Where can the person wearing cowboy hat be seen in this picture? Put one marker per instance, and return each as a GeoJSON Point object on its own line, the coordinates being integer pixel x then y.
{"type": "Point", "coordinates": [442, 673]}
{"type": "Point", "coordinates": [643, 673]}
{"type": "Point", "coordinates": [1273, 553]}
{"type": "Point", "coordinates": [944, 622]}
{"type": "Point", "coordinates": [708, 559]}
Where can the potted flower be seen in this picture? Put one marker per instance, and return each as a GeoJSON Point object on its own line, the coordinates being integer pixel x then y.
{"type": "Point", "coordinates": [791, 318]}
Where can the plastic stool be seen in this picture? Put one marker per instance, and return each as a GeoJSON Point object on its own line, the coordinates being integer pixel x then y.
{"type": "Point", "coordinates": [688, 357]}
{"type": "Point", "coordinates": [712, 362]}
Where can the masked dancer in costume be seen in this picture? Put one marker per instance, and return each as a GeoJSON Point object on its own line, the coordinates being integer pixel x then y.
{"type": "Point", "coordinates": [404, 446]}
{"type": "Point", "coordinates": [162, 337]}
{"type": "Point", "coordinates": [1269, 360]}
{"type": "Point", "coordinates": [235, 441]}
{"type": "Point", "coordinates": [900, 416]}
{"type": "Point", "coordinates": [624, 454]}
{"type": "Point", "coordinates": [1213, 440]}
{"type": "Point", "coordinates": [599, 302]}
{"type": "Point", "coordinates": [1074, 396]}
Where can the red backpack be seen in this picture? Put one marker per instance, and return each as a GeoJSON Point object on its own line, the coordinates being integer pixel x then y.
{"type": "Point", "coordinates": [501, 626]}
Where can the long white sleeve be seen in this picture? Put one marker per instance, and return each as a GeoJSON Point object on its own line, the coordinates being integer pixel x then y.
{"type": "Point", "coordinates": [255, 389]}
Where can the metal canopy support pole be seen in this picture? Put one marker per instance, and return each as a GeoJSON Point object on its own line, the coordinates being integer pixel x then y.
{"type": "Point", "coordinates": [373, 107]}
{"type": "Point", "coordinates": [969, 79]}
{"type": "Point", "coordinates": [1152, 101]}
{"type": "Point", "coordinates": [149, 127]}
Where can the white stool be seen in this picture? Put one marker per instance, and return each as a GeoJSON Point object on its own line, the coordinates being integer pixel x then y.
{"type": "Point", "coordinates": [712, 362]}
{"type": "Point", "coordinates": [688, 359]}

● ● ● ●

Tugas Anda:
Sajikan sebagai tabel Markdown bagian butir di atas, mulai dari baris yang memuat "Where can the red" sampai akhir butir, dengan kedua ujungnya ikut dimasukkan. Gunakan kolom "Nomor" untuk nomor urut dan "Baris Butir" untuk isi baris, lalu lewati baris yang kosong.

Jawaban Latihan:
| Nomor | Baris Butir |
|---|---|
| 1 | Where can the red backpack be seen in this picture? Put one marker per instance, and return each as a GeoJSON Point object on its own line, the coordinates being integer pixel x then y. |
| 2 | {"type": "Point", "coordinates": [501, 626]} |
| 3 | Where can the long white sleeve be seen in this picture? Put one marker per instance, and return each as a GeoJSON Point object on its own line, the coordinates being integer pixel x then y. |
| 4 | {"type": "Point", "coordinates": [255, 389]} |
| 5 | Where can the metal canopy support pole be seen in this picture? Put one marker per instance, and return each as a GeoJSON Point object on its own line, the coordinates being integer pixel x then y. |
| 6 | {"type": "Point", "coordinates": [373, 107]} |
| 7 | {"type": "Point", "coordinates": [969, 79]} |
| 8 | {"type": "Point", "coordinates": [1152, 101]} |
| 9 | {"type": "Point", "coordinates": [149, 127]} |
| 10 | Where can the white stool be seen in this picture? Put one marker per instance, and return each as a GeoJSON Point object on its own line, the coordinates being integer pixel x then y. |
| 11 | {"type": "Point", "coordinates": [712, 362]} |
| 12 | {"type": "Point", "coordinates": [688, 359]} |